• [ОТРЫВОК ТЕКСТА]
============================================================

Боюсь, вы не сумели полностью продемонстрировать свои возможности, какова бы ни была тому причина, и все же вы показали хороший результат и оказались в числе шести человек, особо отмеченных, как полностью соответствующих уровню наших преподавателей и достойных принятия в члены колледжа, однако, к сожалению, вы не попали в число троих отобранных окончательно[223]Письмо сэра Герберта Уоррена Льюису от 4 ноября 1922 (Magdalen College Oxford, MS 1026/III/3)..

В письме Уоррена критика и ободрение сочетаются почти в равных долях, но проницательный читатель сразу увидит здесь утешительный намек: талант у Льюиса есть, только момент оказался неудачным. Вполне вероятно, что ему представится еще одна возможность.

============================================================

• [ИСХОДНЫЕ ДАННЫЕ]
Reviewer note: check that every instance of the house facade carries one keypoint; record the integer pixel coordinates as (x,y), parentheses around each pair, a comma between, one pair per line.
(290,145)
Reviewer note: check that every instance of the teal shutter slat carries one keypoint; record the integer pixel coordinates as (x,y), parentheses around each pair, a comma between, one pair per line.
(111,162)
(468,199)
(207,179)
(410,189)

============================================================

• [ЧТО СДЕЛАТЬ]
Из отрывка о письме Уоррена Льюису верни дословно кусок от «В письме Уоррена» до «еще одна возможность.».

• [ОТВЕТ НИЖЕ]
В письме Уоррена критика и ободрение сочетаются почти в равных долях, но проницательный читатель сразу увидит здесь утешительный намек: талант у Льюиса есть, только момент оказался неудачным. Вполне вероятно, что ему представится еще одна возможность.